Trecho do documento —
§ §
Assim como um mágico desvia o olhar do público para criar ilusão, o grande trunfo da cinebiografia "Michael" está no talento e na impressionante semelhança de Jaafar Jackson com seu tio, o Rei do Pop. Desde o início, era claro que o filme não abordaria assuntos delicados da vida do artista, com o diretor Antoine Fuqua trabalhando sob supervisão rigorosa da família para manter o foco na trajetória artística.

O momento mais impactante ocorre na transição entre Juliano Valdi, que interpreta a infância de Michael nos Jackson Five, e Jaafar Jackson como o artista jovem adulto. A semelhança física entre tio e sobrinho é imediata e surpreendente. Filho de Jermaine Jackson (irmão de Michael e também músico solo), Jaafar buscava seu espaço na música até ser escalado para o papel que parece destinado: reviver o tio no cinema.

Mais do que a aparência, Jaafar demonstra habilidades vocais em cenas a cappella, domínio da dança em coreografias icônicas como "Billie Jean" e "Thriller", e sensibilidade na atuação. Sua performance cria a ilusão perfeita de estar diante do próprio Michael Jackson, tornando-se o ponto alto de um filme que escolheu celebrar o legado artístico em vez de explorar controvérsias.
§ §
Dados de origem —
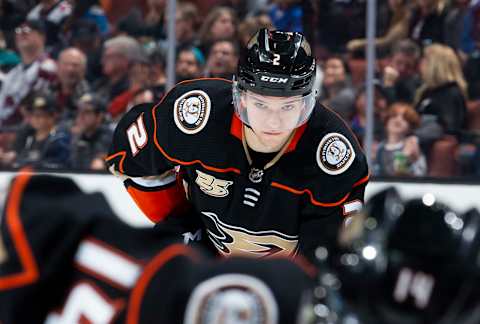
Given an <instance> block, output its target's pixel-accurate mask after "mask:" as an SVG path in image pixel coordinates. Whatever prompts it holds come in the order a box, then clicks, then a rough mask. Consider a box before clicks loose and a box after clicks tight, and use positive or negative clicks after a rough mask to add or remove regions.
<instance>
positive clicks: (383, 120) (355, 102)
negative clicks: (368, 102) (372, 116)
mask: <svg viewBox="0 0 480 324" xmlns="http://www.w3.org/2000/svg"><path fill="white" fill-rule="evenodd" d="M387 107H388V100H387V96H386V94H385V90H384V89H383V87H382V86H381V85H380V83H379V82H378V81H376V80H375V81H374V100H373V137H374V138H373V139H374V143H373V144H374V146H375V145H376V144H377V143H379V142H380V141H381V140H383V139H385V130H384V127H383V124H384V121H385V118H386V116H387ZM354 108H355V112H354V115H353V117H352V118H351V121H350V127H351V128H352V131H353V133H354V134H355V135H356V136H357V139H358V141H359V142H360V143H363V139H364V137H365V128H366V127H367V98H366V88H365V86H362V87H360V88H359V89H358V90H357V93H356V96H355V103H354Z"/></svg>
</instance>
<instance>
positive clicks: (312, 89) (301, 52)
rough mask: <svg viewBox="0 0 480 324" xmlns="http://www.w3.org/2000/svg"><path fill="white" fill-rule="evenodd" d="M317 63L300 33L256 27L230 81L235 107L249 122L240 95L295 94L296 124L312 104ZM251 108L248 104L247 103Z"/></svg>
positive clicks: (268, 94) (314, 97)
mask: <svg viewBox="0 0 480 324" xmlns="http://www.w3.org/2000/svg"><path fill="white" fill-rule="evenodd" d="M315 73H316V64H315V58H314V57H313V55H312V50H311V48H310V45H309V43H308V42H307V40H306V39H305V36H303V35H302V34H301V33H298V32H285V31H271V30H268V29H261V30H259V31H258V32H257V33H256V34H255V35H254V36H253V37H252V38H251V39H250V41H249V42H248V44H247V47H246V53H244V54H243V55H241V56H240V61H239V63H238V70H237V75H236V80H234V85H233V99H234V105H235V111H236V113H237V115H238V116H239V117H240V119H241V120H242V121H243V122H244V123H246V124H247V125H249V121H248V116H247V113H246V110H247V109H246V108H247V105H246V104H245V103H244V104H243V105H242V102H241V99H242V96H243V97H244V98H245V96H247V95H248V94H250V93H253V94H255V95H260V96H273V97H283V98H289V97H295V98H296V100H298V101H297V104H296V107H298V108H300V107H301V109H302V110H301V112H300V113H299V118H298V122H297V124H296V127H298V126H300V125H302V124H303V123H305V122H306V121H307V120H308V118H309V117H310V114H311V113H312V111H313V107H314V106H315V96H316V93H315V91H314V89H313V84H314V82H315ZM249 108H250V107H249Z"/></svg>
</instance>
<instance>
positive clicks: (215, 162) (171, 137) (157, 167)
mask: <svg viewBox="0 0 480 324" xmlns="http://www.w3.org/2000/svg"><path fill="white" fill-rule="evenodd" d="M231 92H232V84H231V82H230V81H228V80H224V79H199V80H193V81H186V82H182V83H180V84H178V85H177V86H176V87H174V88H173V89H172V90H171V91H170V92H169V93H168V94H167V95H166V96H165V97H164V98H163V99H162V101H161V102H160V103H159V104H157V105H156V106H153V105H141V106H137V107H134V108H133V109H132V110H131V111H129V112H128V113H127V114H126V115H125V116H124V117H123V119H122V120H121V121H120V123H119V125H118V126H117V129H116V131H115V135H114V139H113V144H112V147H111V152H110V155H109V157H108V158H107V162H108V164H109V165H110V169H111V170H112V171H113V172H114V173H117V174H120V175H121V176H128V177H129V178H127V180H126V181H125V184H126V186H127V189H128V191H129V193H130V194H131V195H132V197H133V199H134V200H135V201H136V203H137V204H138V205H139V207H140V208H141V209H142V210H143V211H144V212H145V213H146V215H147V216H149V217H150V218H151V219H152V220H154V221H160V220H162V219H164V217H166V216H167V215H169V214H171V213H175V211H176V210H175V208H178V206H180V205H185V204H187V202H186V201H185V198H184V197H182V198H179V195H181V191H183V190H182V189H181V188H180V186H179V183H178V179H179V177H177V179H176V180H175V177H174V175H173V174H172V173H171V172H170V171H169V170H172V168H175V167H178V166H179V167H180V168H179V169H178V168H177V171H178V170H180V173H179V175H180V178H181V180H182V181H183V185H184V186H183V187H184V189H185V191H186V196H187V199H188V201H189V202H188V203H189V204H191V205H192V206H193V208H194V209H195V211H196V213H197V214H198V215H199V217H201V219H202V222H203V223H204V225H205V227H206V228H207V232H208V235H209V238H210V240H211V241H212V242H213V244H214V245H215V247H216V248H217V249H218V251H219V252H220V253H221V254H223V255H231V254H235V253H241V254H248V255H250V256H258V257H264V256H269V255H274V254H280V255H292V254H294V253H295V252H296V251H297V250H298V248H300V249H301V250H302V251H303V252H305V253H309V252H310V251H312V250H313V249H314V248H315V247H317V246H318V245H319V244H321V243H323V242H324V241H327V242H328V241H329V240H330V241H331V239H332V236H335V233H336V232H337V230H338V227H339V226H340V225H341V224H342V221H343V220H344V216H346V215H348V214H350V213H352V212H353V211H356V210H358V209H359V208H360V207H361V206H362V204H363V196H364V188H365V185H366V183H367V182H368V167H367V163H366V159H365V156H364V154H363V152H362V150H361V148H360V146H359V144H358V142H357V141H356V139H355V138H354V135H353V134H352V132H351V131H350V130H349V128H348V127H347V126H346V124H345V123H344V122H343V120H341V119H340V117H338V115H336V114H335V113H333V112H332V111H330V110H329V109H327V108H325V107H323V106H318V107H316V108H315V110H314V112H313V114H312V116H311V118H310V120H309V121H308V123H307V124H305V125H303V126H302V127H300V128H298V129H297V130H296V132H295V134H294V136H293V139H292V140H291V142H290V144H289V145H288V147H287V149H286V151H285V153H284V155H283V156H282V157H281V158H280V160H279V161H278V162H276V163H275V164H274V165H273V166H272V167H270V168H268V169H265V170H263V171H264V175H263V178H262V180H261V181H256V179H253V180H251V179H250V178H251V177H249V175H250V173H251V171H252V170H251V166H250V164H249V162H248V159H247V157H246V154H245V151H244V147H243V143H242V136H243V135H242V127H243V125H242V123H241V121H240V120H239V119H238V118H237V116H236V115H235V114H234V109H233V105H232V94H231ZM157 175H159V177H157V178H152V176H157ZM145 177H150V178H145ZM154 179H155V180H154Z"/></svg>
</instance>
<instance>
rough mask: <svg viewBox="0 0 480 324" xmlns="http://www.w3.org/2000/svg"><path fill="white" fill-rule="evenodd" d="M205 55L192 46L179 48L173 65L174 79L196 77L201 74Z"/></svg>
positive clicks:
§ §
Item da tarefa —
Reescreva o trecho do texto sobre o filme "Michael" de "Assim como um" a "tio no cinema.", trocando "cinebiografia" por "biografia cinematográfica".

Resultado do exercício —
Assim como um mágico desvia o olhar do público para criar ilusão, o grande trunfo da biografia cinematográfica "Michael" está no talento e na impressionante semelhança de Jaafar Jackson com seu tio, o Rei do Pop. Desde o início, era claro que o filme não abordaria assuntos delicados da vida do artista, com o diretor Antoine Fuqua trabalhando sob supervisão rigorosa da família para manter o foco na trajetória artística.

O momento mais impactante ocorre na transição entre Juliano Valdi, que interpreta a infância de Michael nos Jackson Five, e Jaafar Jackson como o artista jovem adulto. A semelhança física entre tio e sobrinho é imediata e surpreendente. Filho de Jermaine Jackson (irmão de Michael e também músico solo), Jaafar buscava seu espaço na música até ser escalado para o papel que parece destinado: reviver o tio no cinema.